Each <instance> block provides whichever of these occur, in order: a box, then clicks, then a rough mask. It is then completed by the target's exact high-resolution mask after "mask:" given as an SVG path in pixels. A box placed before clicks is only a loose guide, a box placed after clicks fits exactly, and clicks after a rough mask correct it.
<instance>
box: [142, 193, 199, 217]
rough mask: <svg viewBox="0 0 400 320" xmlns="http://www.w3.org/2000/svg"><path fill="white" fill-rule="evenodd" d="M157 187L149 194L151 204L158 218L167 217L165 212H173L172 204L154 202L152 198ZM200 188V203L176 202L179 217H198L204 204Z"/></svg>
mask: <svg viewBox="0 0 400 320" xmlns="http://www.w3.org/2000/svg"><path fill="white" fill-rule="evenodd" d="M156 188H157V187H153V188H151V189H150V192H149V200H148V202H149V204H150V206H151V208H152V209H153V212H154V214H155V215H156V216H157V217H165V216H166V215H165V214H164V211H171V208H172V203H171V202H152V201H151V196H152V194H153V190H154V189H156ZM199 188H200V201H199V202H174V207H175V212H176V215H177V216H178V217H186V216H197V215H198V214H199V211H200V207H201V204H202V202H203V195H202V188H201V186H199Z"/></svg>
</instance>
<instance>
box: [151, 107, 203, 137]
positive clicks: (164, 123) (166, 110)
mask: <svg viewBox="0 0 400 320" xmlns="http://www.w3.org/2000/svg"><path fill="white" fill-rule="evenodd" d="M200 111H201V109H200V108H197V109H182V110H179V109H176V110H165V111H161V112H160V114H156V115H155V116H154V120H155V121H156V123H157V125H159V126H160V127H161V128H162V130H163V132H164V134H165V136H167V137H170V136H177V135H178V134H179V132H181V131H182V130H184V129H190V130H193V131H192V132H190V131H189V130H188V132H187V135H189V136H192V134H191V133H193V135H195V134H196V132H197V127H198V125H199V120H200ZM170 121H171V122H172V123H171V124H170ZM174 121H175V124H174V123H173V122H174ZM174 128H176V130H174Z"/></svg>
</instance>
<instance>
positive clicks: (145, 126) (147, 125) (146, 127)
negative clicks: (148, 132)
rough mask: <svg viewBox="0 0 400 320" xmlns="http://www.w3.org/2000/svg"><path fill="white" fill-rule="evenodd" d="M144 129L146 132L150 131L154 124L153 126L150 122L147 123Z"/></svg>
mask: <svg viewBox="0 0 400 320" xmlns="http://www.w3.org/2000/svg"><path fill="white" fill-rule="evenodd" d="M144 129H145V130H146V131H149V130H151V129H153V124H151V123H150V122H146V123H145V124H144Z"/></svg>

□ □ □

# Exercise requirements
Reproduce all data above, unchanged.

# Response to the exercise
Each <instance> block provides whichever of these occur, in order: a box, then clicks, then a rough mask. It is then completed by the target's exact high-resolution mask after "mask:" given as an SVG path in pixels. A box placed before clicks is only a loose guide, a box placed after clicks fits exactly, and clicks after a rough mask correct it.
<instance>
box: [142, 193, 199, 217]
rough mask: <svg viewBox="0 0 400 320" xmlns="http://www.w3.org/2000/svg"><path fill="white" fill-rule="evenodd" d="M157 187L149 194L151 204L158 218L167 217L165 212H173L172 204L154 202L152 198ZM200 188V203L176 202L179 217H198L204 204Z"/></svg>
mask: <svg viewBox="0 0 400 320" xmlns="http://www.w3.org/2000/svg"><path fill="white" fill-rule="evenodd" d="M156 188H157V187H153V188H151V189H150V192H149V200H148V202H149V204H150V206H151V208H152V209H153V212H154V214H155V215H156V216H157V217H165V216H166V215H165V214H164V211H171V208H172V203H171V202H152V201H151V196H152V194H153V190H154V189H156ZM199 188H200V201H199V202H174V207H175V212H176V215H177V216H178V217H186V216H197V215H198V214H199V211H200V207H201V204H202V202H203V195H202V188H201V186H199Z"/></svg>
</instance>
<instance>
box: [151, 107, 203, 137]
positive clicks: (164, 123) (166, 110)
mask: <svg viewBox="0 0 400 320" xmlns="http://www.w3.org/2000/svg"><path fill="white" fill-rule="evenodd" d="M200 111H201V109H200V108H197V109H182V110H179V109H176V110H165V111H161V112H160V114H156V115H155V116H154V120H155V121H156V123H157V125H159V126H160V127H161V128H162V130H163V132H164V134H165V136H167V137H170V136H177V135H178V134H179V132H181V131H182V130H184V129H190V130H193V131H192V132H190V131H189V130H188V132H187V135H189V136H192V134H191V133H193V135H195V134H196V132H197V127H198V125H199V120H200ZM170 121H171V122H172V123H171V124H170ZM174 121H175V124H174V123H173V122H174ZM174 128H176V130H174Z"/></svg>
</instance>
<instance>
positive clicks: (145, 126) (147, 125) (146, 127)
negative clicks: (148, 132)
rough mask: <svg viewBox="0 0 400 320" xmlns="http://www.w3.org/2000/svg"><path fill="white" fill-rule="evenodd" d="M144 129L146 132L150 131L154 124L153 126L150 122L147 123Z"/></svg>
mask: <svg viewBox="0 0 400 320" xmlns="http://www.w3.org/2000/svg"><path fill="white" fill-rule="evenodd" d="M144 129H145V130H146V131H149V130H151V129H153V124H151V123H150V122H146V123H145V124H144Z"/></svg>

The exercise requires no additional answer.